MATERIAL PROVIDED —
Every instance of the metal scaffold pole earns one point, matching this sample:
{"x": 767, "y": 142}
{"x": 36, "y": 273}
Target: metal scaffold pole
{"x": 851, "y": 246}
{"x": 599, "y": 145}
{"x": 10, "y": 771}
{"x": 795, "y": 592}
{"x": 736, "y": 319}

EXERCISE BRIEF —
Go through the records and copy all of them exactly.

SOLUTION TO THIS EXERCISE —
Every instance of the metal scaffold pole earns one point, matching this sample:
{"x": 767, "y": 142}
{"x": 36, "y": 273}
Target: metal scaffold pole
{"x": 851, "y": 246}
{"x": 599, "y": 145}
{"x": 10, "y": 771}
{"x": 795, "y": 592}
{"x": 736, "y": 319}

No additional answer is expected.